-------- Article --------

Tried Kobe once. Couldn't handle it due to the obscene amount of fat in it. Just so gross. Give me a nice porterhouse steak anyday of the week.
htj wrote:Interesting. Interesting. Do you speak for all of the Royal Marines in this?
No, I like the Scottish/Welsh Marines loads as well.. some numbering amongst my best mates but you know.. they actually left Scotland for a bit and realise that the brainwashing they received at the hands of their parents is false.
I suppose I've nothing against Scottish and Welsh people that have been outside of the craggy windswept lands that call home.
htj wrote:Interesting. Interesting. Do you speak for all of the Royal Marines in this?
No, I like the Scottish/Welsh Marines loads as well.. some numbering amongst my best mates but you know.. they actually left Scotland for a bit and realise that the brainwashing they received at the hands of their parents is false.
I suppose I've nothing against Scottish and Welsh people that have been outside of the craggy windswept lands that call home.
Some kind of internment and re-education camps should do the trick then. I'll bring the Beethoven, you bring the eye-holding-open clip things.
The american accent (as a general thing) comes from the pioneers, many of whom, were british. They have near as much right to claim ownership of the language as we do. Language comes from people, it doesnt squirt from the top of big ben.....
Australians have no such right however, bunch of criminals
Edit: Btw i still see it as 'Redson' (which i like) rather than 'redsatan' (which is lame)
Perkustin wrote:The american accent (as a general thing) comes from the pioneers, many of whom, were british. They have near as much right to claim ownership of the language as we do. Language comes from people, it doesnt squirt from the top of big ben.....
Yeah no way that could be misconstrued...
Perkustin wrote:Australians have no such right however, bunch of criminals
You got something against penal colonies??
Perkustin wrote:Edit: Btw i still see it as 'Redson' (which i like) rather than 'redsatan' (which is lame)
I do this too. I know it says redsatan but i still read redson.
Biscuit comes from the French for "twice cooked".
Cookie comes from the Dutch for "cake".
Trousers is because we have something we wear OVER our pants (whereas Superheroes wear their pants over their trousers).
Trainers="Training" shoes - as in any kind of "sports" training. AKA "runners". Sneakers probably because they are quieter to run around in on wooden floors.
A cookie and a buscuit are two different things
Jam and preserves are the same thing, jelly is something different (made with fruit juice, not the pulp)
JELLO is a brand of gelatin (same thing you use for making Pork Pie) but we have fruit flavors
trousers, pants, slacks- same thing
A training shoe, a sneaker, and a basketball shoe are different types of tennis shoe
And there is no one "American" accent, we develop our accents depending on the region we grow up in and our family heritage. The East Coast has several accents, as does the midwest, the south, and even the west. Most of the pioneers in the US were NOT English, they were in fact mostly German, Irish, or Dutch immigrants. It was that way because of a desire to be an individual family unit, free from religious persecution, and especially freedom to own land, not have it taken away by Aristocrats or a church.

-------- Data excerpts --------

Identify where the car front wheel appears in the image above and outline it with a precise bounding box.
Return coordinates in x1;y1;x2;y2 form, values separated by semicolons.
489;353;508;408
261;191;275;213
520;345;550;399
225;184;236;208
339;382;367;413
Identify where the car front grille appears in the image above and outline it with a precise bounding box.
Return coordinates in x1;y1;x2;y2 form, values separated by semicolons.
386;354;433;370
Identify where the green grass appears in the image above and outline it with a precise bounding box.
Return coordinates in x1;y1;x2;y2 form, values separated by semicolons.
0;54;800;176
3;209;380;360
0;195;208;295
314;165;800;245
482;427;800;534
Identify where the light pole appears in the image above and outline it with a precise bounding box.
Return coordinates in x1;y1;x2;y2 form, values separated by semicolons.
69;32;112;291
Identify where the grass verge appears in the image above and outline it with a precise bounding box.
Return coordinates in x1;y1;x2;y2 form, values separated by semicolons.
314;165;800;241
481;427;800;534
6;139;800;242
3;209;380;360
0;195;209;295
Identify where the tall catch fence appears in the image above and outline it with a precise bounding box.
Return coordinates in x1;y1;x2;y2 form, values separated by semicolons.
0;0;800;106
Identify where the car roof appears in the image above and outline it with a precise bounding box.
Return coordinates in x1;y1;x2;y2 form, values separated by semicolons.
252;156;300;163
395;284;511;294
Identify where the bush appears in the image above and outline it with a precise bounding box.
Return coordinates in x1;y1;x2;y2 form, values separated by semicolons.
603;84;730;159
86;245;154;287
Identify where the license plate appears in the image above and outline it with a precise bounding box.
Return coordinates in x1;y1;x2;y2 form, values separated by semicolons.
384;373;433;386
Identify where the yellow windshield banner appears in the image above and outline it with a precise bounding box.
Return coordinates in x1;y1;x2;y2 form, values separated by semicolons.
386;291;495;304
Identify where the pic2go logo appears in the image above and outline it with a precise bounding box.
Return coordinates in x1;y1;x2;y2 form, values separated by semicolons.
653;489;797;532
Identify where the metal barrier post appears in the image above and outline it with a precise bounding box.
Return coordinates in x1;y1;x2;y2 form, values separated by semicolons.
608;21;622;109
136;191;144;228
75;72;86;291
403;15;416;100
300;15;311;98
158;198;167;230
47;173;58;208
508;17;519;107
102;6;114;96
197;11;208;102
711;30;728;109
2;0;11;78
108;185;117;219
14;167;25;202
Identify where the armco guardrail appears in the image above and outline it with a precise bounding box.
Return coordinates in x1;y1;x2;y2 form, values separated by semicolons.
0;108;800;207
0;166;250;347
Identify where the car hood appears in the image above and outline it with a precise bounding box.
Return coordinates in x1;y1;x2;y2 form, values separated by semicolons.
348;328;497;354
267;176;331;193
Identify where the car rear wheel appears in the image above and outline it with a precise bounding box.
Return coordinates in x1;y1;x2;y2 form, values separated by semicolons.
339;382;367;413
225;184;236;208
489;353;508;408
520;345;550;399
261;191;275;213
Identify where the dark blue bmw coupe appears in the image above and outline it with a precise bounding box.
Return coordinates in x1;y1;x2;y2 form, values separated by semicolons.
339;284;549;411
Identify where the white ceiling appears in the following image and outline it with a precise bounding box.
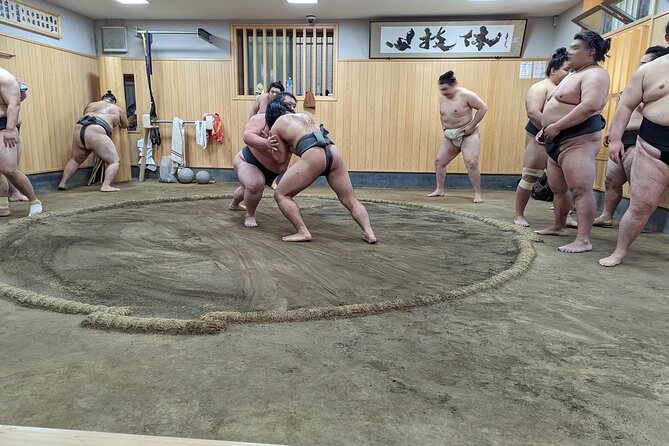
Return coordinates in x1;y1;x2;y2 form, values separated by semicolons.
50;0;579;21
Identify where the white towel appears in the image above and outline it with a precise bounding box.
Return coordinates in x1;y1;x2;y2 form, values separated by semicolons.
195;121;207;150
137;138;156;172
171;118;186;164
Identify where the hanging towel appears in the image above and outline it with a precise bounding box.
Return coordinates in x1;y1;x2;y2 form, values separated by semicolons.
204;113;224;144
137;138;157;172
304;91;316;109
171;118;186;164
195;121;207;150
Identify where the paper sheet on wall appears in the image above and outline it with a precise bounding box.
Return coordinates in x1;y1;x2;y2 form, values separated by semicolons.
532;60;546;79
520;62;532;79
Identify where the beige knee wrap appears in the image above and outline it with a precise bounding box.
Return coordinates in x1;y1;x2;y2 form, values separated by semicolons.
518;167;544;190
523;167;544;178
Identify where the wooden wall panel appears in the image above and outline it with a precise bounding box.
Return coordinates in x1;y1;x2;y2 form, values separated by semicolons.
118;59;538;178
583;0;602;12
0;35;99;174
98;56;132;183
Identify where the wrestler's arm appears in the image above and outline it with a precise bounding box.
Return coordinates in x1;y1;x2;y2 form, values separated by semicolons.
546;70;611;132
244;114;275;150
607;67;645;164
270;116;292;164
525;86;546;129
116;105;128;129
0;72;21;147
249;94;264;119
465;91;488;136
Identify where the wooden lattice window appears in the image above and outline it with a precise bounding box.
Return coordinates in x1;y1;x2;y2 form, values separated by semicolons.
233;25;337;96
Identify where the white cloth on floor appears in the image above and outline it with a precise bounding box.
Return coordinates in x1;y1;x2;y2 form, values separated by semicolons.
137;138;157;172
170;117;186;164
195;121;207;150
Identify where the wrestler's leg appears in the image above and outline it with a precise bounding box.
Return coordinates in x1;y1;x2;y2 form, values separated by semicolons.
58;124;91;190
327;146;376;243
0;173;12;217
274;155;325;242
86;126;121;192
534;158;571;239
8;140;28;201
513;134;548;227
592;159;627;227
0;130;42;215
230;154;265;228
559;139;601;253
599;143;669;266
461;128;483;203
428;138;460;197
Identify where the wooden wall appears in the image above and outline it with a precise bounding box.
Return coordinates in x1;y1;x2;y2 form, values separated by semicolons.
123;59;538;174
0;35;99;174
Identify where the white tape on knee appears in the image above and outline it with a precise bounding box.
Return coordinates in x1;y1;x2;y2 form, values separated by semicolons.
518;179;534;190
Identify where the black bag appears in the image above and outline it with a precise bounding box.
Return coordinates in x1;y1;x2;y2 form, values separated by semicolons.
532;172;553;201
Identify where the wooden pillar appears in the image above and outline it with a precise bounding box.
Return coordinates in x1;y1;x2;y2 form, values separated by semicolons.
98;56;132;183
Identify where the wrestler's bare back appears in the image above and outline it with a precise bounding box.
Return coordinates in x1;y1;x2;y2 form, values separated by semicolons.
439;87;474;129
84;101;123;127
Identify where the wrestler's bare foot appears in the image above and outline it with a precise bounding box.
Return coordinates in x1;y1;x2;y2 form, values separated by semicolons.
599;251;625;267
228;203;246;211
8;192;29;201
281;232;311;242
28;200;44;217
558;240;592;254
244;215;258;228
592;215;615;228
534;225;567;235
362;231;376;245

--------

** Objectives **
1: According to the last post in the forum thread, why is there no single "American" accent?
2: Answer these questions from the forum thread.
(a) What cut of steak does the first poster prefer to Kobe?
(b) What does "biscuit" come from, according to the thread?
(c) What is JELLO described as?
The entries have no connection to the forum thread.

** The solutions **
1: The post says Americans develop their accents based on the region they grow up in and their family heritage. As a result, the East Coast, the Midwest, the South, and the West each have several accents.

2:
(a) A porterhouse steak.
(b) The French for "twice cooked."
(c) A brand of gelatin.